SUPPLIED DATA:

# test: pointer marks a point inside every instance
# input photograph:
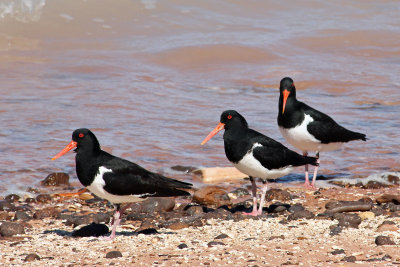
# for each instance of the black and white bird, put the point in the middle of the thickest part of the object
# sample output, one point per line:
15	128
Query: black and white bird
255	154
309	129
115	179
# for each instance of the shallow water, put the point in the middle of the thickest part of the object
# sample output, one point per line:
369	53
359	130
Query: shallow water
151	79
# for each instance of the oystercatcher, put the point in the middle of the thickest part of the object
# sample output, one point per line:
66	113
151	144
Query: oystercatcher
309	129
116	179
256	154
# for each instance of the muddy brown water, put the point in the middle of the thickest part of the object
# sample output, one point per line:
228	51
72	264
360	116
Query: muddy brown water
151	79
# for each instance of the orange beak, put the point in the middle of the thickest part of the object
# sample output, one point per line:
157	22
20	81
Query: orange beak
70	146
219	127
286	94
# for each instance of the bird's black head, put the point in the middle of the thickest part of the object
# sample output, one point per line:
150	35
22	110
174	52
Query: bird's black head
84	141
229	119
286	90
232	118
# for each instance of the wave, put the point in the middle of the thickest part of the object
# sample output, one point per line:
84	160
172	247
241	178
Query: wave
21	10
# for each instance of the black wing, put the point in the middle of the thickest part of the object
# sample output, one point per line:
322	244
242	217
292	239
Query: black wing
325	129
128	178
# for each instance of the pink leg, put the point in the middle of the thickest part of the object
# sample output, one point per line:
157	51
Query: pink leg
115	222
254	192
315	173
263	192
307	181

INSTRUCTIONS TO FOLLOW:
Scan the listing above. Gather each line that contains the word "instance".

FINISHED EXERCISE:
# test: pointer marks a point inside every instance
# for each instance of the black and white bird, put the point in the middle of the thickest part of the object
# for each instance of the shallow water, put the point in the middle of the thickest part of the object
# for each instance of the oystercatcher, put the point in the middle of the thickest part of the object
# for each instance of the muddy brown water, put the point in the middle of the thickest part of the object
# for each instance of the orange beak, put the point in the middle of the thickest part of the object
# for each instance of the bird's black head, put the point in the middle of the thickest part of the object
# for each instance of the wave, put the point in the middle of the thickest part of the object
# for each instance of the black wing, put the point in the middle of the thickest part of the object
# for each instance of the pink leg, put the point in the middle of the thickest part of the object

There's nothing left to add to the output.